Your task: Reproduce the stretch of entries from the line containing "For every instance of the sky" through the line containing "x=165, y=42", with "sky" replaced by "clear sky" and all else unchanged.

Given records:

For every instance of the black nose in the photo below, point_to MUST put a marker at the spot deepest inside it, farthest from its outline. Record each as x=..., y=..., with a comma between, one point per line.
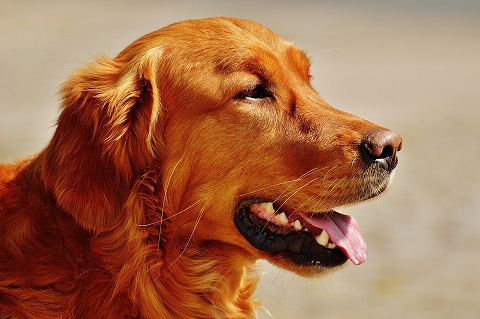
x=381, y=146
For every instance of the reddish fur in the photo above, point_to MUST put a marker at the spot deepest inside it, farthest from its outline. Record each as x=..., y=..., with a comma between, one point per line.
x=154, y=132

...

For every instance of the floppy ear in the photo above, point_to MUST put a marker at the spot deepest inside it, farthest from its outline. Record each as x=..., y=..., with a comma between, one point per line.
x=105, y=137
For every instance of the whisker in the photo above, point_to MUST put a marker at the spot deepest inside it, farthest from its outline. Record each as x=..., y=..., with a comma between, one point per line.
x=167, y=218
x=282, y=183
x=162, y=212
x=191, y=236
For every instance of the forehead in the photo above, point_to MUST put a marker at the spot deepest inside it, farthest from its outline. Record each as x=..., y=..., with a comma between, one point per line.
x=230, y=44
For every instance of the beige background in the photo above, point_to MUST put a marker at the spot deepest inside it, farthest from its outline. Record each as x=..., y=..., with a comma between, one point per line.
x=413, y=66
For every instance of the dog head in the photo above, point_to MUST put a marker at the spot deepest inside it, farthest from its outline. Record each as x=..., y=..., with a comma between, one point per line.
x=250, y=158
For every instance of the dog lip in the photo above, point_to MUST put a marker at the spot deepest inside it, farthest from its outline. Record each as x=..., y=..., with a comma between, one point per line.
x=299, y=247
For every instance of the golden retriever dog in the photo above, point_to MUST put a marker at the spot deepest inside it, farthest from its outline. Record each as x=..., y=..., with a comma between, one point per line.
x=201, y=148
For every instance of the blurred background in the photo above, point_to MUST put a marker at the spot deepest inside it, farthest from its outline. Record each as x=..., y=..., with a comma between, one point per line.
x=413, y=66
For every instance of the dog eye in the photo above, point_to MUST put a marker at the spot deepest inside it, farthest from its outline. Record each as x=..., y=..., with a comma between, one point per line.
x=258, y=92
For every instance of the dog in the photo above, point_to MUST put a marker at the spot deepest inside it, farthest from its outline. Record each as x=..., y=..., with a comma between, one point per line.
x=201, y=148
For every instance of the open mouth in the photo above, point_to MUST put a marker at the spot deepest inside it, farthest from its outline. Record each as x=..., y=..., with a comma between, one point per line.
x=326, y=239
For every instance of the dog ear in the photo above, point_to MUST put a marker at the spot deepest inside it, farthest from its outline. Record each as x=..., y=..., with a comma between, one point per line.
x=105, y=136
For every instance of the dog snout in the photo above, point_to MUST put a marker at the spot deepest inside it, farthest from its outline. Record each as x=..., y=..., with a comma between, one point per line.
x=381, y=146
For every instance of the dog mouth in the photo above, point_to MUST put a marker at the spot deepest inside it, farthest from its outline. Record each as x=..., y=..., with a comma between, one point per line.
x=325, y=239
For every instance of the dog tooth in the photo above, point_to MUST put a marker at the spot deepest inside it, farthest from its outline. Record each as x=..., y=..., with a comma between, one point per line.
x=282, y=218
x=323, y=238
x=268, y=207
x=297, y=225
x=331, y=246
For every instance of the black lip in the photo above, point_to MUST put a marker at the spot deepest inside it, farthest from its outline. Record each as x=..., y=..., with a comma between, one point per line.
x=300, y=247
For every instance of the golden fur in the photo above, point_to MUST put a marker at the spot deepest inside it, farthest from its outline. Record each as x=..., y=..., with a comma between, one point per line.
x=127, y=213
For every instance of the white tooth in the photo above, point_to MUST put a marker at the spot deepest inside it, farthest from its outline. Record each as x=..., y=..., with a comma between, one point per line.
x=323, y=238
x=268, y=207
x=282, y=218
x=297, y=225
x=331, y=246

==

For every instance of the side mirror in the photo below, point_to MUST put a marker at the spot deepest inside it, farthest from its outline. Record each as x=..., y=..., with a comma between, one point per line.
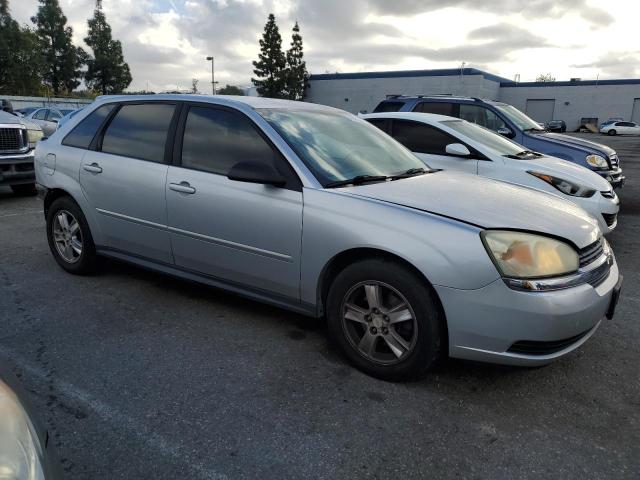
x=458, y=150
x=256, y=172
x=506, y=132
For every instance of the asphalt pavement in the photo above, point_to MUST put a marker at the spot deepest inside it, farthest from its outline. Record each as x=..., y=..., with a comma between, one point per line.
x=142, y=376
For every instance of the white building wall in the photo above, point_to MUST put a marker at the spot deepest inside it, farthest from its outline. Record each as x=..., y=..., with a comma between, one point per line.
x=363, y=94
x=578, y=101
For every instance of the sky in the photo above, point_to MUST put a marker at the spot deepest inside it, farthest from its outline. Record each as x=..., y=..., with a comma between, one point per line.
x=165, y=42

Response to this exercise:
For every instance of the clear sky in the photo above, point_to MUST put a marker at the spot deepest inside it, farthest from its outline. Record each as x=..., y=..., with a comma between, one point per line.
x=165, y=42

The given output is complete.